Questa stessa destra, quella della mancata spallata a Giuseppe Conte, comunque annaspa nella sconfitta di appena ieri avendo mancato da sempre, già al tempo dell’epopea berlusconiana, l’appuntamento con il “potere”.

Il Pd che d’abitudine governa senza l’incomodo di vincerle le elezioni, dalla crisi del primo governo Conte, grazie a Salvini che ebbe ad aprire la crisi – quando si dice il paradosso – ha preso tutto e di più: stato, parastato, vertici dei servizi segreti, nomine, sub-nomine, Rai, commissioni di tecnici, task-force e Stati Generali.

Il Pd che in ogni sua squama coincide alle spire del deep state (dove s’innerva, beandosene di laute carriere, il sistema dell’informazione) si assicura pure l’intero svolgersi della legislatura – ormai destinata alla conclusione nel 2023 dopo la vittoria del Sì offertagli dal M5S – e così anche i giochi per l’elezione del futuro Capo dello Stato dove, manco a dirlo, con questi chiari di luna non si troverà un nuovo Cossiga, piuttosto il remake di un Oscar Luigi Scalfaro.

* _Voci_:
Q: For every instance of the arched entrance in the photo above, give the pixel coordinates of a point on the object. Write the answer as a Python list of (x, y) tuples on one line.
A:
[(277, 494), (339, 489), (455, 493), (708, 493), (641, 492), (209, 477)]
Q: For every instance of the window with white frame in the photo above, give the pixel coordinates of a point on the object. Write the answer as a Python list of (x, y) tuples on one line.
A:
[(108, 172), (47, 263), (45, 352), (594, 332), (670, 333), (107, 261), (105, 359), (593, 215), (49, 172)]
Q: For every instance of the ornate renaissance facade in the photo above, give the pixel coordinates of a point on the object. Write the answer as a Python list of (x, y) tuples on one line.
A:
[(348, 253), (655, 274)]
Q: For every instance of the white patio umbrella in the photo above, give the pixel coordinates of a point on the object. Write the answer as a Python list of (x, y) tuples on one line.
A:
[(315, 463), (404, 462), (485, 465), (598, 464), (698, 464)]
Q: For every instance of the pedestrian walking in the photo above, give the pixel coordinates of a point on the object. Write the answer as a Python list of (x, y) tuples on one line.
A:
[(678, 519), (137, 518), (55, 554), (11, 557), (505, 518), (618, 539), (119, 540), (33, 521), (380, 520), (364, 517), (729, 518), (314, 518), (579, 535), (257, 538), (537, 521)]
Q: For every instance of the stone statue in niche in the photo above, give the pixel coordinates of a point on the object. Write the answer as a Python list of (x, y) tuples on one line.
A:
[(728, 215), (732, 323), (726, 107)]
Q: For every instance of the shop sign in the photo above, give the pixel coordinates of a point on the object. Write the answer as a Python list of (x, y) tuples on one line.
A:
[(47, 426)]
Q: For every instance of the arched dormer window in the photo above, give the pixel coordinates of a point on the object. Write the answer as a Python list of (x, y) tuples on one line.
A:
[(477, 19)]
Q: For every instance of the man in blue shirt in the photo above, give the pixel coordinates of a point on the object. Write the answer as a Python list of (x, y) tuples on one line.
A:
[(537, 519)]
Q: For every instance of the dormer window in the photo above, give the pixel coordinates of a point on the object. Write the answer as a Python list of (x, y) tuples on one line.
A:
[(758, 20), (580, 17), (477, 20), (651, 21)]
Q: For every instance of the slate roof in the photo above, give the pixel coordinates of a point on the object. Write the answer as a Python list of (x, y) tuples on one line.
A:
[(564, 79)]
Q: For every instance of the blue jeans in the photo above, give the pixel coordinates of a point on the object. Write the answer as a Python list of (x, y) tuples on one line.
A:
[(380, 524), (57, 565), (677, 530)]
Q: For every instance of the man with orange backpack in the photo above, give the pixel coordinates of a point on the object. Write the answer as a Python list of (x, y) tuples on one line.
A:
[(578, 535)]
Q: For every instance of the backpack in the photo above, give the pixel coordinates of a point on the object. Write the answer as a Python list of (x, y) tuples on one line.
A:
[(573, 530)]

* _Consegne_:
- 1) Riporta il passo del testo che va da "Il Pd che d’abitudine" fino a "Oscar Luigi Scalfaro.".
- 2) Rispondi a queste domande sul testo:
(a) Chi aprì la crisi del primo governo Conte?
(b) In quale anno è ormai destinata a concludersi la legislatura?
(c) Quale figura non si troverà per l'elezione del futuro Capo dello Stato?

* _Soluzioni delle consegne_:
- 1)
Il Pd che d’abitudine governa senza l’incomodo di vincerle le elezioni, dalla crisi del primo governo Conte, grazie a Salvini che ebbe ad aprire la crisi – quando si dice il paradosso – ha preso tutto e di più: stato, parastato, vertici dei servizi segreti, nomine, sub-nomine, Rai, commissioni di tecnici, task-force e Stati Generali.

Il Pd che in ogni sua squama coincide alle spire del deep state (dove s’innerva, beandosene di laute carriere, il sistema dell’informazione) si assicura pure l’intero svolgersi della legislatura – ormai destinata alla conclusione nel 2023 dopo la vittoria del Sì offertagli dal M5S – e così anche i giochi per l’elezione del futuro Capo dello Stato dove, manco a dirlo, con questi chiari di luna non si troverà un nuovo Cossiga, piuttosto il remake di un Oscar Luigi Scalfaro.

- 2)
(a) Salvini.
(b) Nel 2023.
(c) Un nuovo Cossiga.